Written problem
Reproduce the material verbatim, starting at the line containing "of the balcony." and continuing through its final line.

──────

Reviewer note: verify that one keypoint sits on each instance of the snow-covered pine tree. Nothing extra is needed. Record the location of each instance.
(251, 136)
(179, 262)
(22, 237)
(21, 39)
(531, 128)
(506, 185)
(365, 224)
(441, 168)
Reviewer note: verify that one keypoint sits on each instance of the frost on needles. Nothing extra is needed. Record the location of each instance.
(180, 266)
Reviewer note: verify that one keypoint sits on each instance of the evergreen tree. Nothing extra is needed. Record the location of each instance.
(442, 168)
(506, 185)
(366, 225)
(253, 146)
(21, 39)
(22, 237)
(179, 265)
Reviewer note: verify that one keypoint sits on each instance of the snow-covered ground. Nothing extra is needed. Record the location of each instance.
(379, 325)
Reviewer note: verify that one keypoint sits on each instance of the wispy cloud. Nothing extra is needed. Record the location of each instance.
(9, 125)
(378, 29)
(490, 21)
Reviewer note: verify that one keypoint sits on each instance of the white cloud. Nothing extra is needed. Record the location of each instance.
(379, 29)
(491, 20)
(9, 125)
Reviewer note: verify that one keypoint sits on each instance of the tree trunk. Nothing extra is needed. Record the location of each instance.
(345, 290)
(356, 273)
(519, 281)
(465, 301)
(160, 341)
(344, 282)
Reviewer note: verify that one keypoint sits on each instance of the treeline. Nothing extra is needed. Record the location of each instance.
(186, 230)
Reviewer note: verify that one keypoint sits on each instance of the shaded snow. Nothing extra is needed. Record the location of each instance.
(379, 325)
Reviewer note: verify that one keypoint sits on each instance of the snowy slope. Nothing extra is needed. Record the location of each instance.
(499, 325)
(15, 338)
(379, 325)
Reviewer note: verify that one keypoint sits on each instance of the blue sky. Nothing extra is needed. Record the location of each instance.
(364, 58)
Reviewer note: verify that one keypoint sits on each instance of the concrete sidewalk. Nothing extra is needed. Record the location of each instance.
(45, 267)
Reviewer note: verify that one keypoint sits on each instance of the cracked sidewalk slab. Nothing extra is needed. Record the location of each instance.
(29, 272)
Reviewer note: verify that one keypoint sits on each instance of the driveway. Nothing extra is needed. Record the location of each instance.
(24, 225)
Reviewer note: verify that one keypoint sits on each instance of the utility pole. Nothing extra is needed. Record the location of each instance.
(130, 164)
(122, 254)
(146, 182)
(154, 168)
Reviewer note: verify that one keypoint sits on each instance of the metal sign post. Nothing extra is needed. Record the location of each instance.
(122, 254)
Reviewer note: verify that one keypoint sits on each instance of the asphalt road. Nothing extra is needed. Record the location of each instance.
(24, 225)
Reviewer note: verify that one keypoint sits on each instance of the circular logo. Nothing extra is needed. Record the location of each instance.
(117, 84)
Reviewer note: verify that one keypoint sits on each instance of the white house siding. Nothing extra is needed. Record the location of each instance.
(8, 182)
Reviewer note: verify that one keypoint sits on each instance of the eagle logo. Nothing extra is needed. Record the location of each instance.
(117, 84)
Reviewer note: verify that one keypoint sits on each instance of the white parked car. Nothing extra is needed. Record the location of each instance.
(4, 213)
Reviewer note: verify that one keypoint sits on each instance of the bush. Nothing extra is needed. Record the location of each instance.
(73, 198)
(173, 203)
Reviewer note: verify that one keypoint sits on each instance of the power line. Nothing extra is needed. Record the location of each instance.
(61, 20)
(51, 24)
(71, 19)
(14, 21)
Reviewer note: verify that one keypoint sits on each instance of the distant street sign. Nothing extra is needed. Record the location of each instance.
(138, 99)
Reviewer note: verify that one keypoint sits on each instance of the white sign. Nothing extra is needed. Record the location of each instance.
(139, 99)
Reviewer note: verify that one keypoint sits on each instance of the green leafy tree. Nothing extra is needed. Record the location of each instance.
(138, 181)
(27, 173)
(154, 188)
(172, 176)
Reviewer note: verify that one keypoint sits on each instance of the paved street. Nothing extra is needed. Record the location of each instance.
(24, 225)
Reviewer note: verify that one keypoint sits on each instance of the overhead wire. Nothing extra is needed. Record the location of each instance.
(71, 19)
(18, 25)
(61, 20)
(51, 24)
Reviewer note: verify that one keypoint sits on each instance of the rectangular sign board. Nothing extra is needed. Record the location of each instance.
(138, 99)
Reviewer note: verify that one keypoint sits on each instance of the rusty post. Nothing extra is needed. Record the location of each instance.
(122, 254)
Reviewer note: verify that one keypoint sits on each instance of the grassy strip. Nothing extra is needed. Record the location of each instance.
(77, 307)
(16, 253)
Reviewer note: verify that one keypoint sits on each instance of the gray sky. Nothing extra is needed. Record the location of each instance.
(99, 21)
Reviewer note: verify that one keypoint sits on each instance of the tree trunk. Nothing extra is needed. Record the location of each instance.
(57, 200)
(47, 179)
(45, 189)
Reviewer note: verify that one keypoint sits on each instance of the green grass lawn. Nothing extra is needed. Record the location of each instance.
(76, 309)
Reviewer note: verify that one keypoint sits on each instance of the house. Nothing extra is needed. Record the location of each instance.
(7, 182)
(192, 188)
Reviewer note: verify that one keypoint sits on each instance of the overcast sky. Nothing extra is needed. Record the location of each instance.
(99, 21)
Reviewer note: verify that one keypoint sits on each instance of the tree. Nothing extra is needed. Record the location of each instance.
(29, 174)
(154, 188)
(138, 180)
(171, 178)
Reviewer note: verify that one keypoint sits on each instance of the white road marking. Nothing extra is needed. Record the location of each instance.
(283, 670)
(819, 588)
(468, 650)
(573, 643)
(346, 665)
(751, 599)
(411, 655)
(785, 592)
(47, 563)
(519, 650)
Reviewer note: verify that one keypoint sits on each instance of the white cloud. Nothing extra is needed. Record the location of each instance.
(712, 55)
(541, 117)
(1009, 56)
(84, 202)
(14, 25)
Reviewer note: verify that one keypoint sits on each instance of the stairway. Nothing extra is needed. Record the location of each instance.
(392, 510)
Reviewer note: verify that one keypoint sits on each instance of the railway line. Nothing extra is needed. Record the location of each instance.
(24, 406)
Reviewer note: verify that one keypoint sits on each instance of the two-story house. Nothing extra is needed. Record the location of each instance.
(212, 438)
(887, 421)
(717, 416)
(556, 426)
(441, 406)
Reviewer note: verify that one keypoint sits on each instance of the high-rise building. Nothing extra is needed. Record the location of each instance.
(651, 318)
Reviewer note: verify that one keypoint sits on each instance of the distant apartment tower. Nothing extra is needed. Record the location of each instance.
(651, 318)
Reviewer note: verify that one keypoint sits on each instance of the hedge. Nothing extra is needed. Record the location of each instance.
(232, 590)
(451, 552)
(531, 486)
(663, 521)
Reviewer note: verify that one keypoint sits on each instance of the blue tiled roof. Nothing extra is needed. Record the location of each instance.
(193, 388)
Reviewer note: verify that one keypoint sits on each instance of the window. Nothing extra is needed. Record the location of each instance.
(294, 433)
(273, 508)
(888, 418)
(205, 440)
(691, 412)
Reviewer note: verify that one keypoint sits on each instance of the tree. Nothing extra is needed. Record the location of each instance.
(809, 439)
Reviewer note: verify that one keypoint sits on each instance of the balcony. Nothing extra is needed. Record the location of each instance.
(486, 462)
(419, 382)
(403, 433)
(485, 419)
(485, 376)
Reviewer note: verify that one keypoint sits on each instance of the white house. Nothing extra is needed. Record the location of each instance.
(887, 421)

──────

Solution for this problem
Reviewer note: verify that one keypoint sits on each instance of the balcony. Nothing extra is needed. Record the location of each instance.
(486, 462)
(419, 382)
(403, 433)
(485, 419)
(485, 376)
Reviewer note: verify that one keypoint sits on each instance of the white house. Nothing extra is needed. Record the location of each instance.
(887, 421)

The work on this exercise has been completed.